Trecho do texto:
# # # # # # #
O Caminho da Tentação / Pitfall

Nota: ★★★½

John Forbes, o protagonista de O Caminho da Tentação/Pitfall, que André de Toth lançou em 1948, tem tudo que uma pessoa pode querer na vida – e milhões e milhões e milhões de seres humanos não têm. Uma mulher muito bela, boa pessoa, que o ama, um filho aí de uns 8, 10 anos legal, inteligente, esperto, que o adora. Uma casa ampla, gostosa, confortável, num bom bairro de Los Angeles, um emprego sólido.

John Forbes (o papel de Dick Powell, então com 44 anos, no auge da carreira) tinha nas mãos o sonho americano, naqueles anos logo após o fim da Segunda Guerra Mundial. O próprio sonho americano. O que milhões de pessoas mundo afora gostariam de ter.

Mas estava infeliz. Estava insatisfeito, enfadado, entediado. Não via mais graça em nada daquilo – nem mesmo na mulher belíssima que o tratava a pão de ló, fazia suas vontades, entregava de bandeja para ele o bom café da manhã e ainda o levava de carro para o trabalho.

Sue Forbes, a esposa, é interpretada por Jane Wyatt, e a atriz de Horizonte Perdido (1937) e Jornada nas Estrelas IV: A Volta para Casa (1986) está especialmente esplendorosa como essa dona de casa que havia sido escolhida a garota mais bela na escola e se casara com o rapaz mais promissor.

É absolutamente impressionante como o roteirista Karl Kamb (que adaptou um romance de Jay Dratler) e o diretor André De Toth conseguiram sintetizar tão bem quem são os dois personagens – John e sua mulher Sue – nas duas primeiras sequências do filme. É um diálogo extraordinário. Quando ele termina, o filme está com 5 minutos, e o espectador já conhece bem aquelas duas pessoas.

“Não quero ser um americano médio, espinha dorsal do país.”
# # # # # # #
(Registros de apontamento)
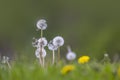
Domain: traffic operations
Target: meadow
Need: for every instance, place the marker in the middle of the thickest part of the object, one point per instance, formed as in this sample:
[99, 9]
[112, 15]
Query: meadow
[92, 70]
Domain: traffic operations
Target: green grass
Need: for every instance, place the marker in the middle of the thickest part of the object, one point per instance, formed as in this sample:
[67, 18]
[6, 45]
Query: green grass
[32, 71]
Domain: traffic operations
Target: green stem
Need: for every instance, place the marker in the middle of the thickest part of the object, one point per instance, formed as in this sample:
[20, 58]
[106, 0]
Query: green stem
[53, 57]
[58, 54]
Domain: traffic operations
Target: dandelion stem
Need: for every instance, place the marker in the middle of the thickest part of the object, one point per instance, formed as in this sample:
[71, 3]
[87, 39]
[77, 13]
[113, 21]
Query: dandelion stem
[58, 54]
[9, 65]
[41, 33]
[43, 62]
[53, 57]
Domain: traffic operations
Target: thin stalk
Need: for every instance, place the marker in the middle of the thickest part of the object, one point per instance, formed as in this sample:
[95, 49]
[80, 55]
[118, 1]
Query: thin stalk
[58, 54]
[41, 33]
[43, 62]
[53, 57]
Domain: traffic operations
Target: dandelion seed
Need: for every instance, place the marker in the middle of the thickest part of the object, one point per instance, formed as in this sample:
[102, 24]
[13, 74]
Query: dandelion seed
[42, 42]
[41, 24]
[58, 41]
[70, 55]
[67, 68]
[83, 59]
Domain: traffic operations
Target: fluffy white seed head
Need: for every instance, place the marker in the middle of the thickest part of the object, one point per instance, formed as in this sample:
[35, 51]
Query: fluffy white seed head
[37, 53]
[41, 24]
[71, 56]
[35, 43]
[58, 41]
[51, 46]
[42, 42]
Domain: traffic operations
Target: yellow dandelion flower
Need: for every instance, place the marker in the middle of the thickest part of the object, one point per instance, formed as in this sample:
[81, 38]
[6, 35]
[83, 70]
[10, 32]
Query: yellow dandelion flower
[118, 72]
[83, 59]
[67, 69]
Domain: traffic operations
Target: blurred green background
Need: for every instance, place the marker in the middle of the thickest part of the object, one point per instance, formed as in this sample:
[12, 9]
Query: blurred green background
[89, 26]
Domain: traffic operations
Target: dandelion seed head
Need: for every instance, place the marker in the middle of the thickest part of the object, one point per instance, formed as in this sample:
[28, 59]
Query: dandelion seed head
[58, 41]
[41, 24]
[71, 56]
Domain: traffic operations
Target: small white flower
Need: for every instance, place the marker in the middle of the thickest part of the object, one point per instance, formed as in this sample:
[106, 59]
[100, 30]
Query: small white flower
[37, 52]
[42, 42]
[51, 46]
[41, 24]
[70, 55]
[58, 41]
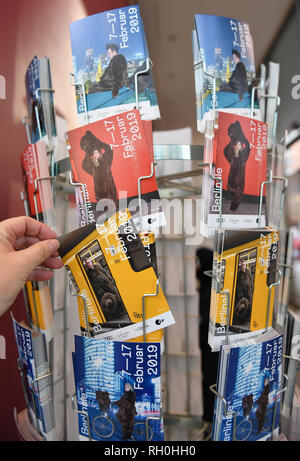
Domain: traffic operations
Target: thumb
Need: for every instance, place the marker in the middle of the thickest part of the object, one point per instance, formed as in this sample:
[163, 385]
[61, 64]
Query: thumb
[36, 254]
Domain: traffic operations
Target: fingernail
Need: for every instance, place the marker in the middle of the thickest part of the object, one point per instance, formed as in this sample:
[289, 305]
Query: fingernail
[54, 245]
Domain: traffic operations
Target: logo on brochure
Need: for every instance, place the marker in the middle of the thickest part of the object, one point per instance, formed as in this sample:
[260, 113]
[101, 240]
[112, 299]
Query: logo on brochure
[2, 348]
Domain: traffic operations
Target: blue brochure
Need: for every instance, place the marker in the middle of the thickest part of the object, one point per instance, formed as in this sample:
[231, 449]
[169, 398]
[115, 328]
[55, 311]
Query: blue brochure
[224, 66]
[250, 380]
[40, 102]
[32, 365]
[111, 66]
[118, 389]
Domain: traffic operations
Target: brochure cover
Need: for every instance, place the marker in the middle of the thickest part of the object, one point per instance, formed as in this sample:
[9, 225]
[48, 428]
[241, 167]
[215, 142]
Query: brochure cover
# # # # # # #
Seu objetivo: Reproduza o trecho da crítica de O Caminho da Tentação entre "John Forbes (o" e "para o trabalho.", inclusive, trocando "enfadado" por "aborrecido".

Resposta abaixo:
John Forbes (o papel de Dick Powell, então com 44 anos, no auge da carreira) tinha nas mãos o sonho americano, naqueles anos logo após o fim da Segunda Guerra Mundial. O próprio sonho americano. O que milhões de pessoas mundo afora gostariam de ter.

Mas estava infeliz. Estava insatisfeito, aborrecido, entediado. Não via mais graça em nada daquilo – nem mesmo na mulher belíssima que o tratava a pão de ló, fazia suas vontades, entregava de bandeja para ele o bom café da manhã e ainda o levava de carro para o trabalho.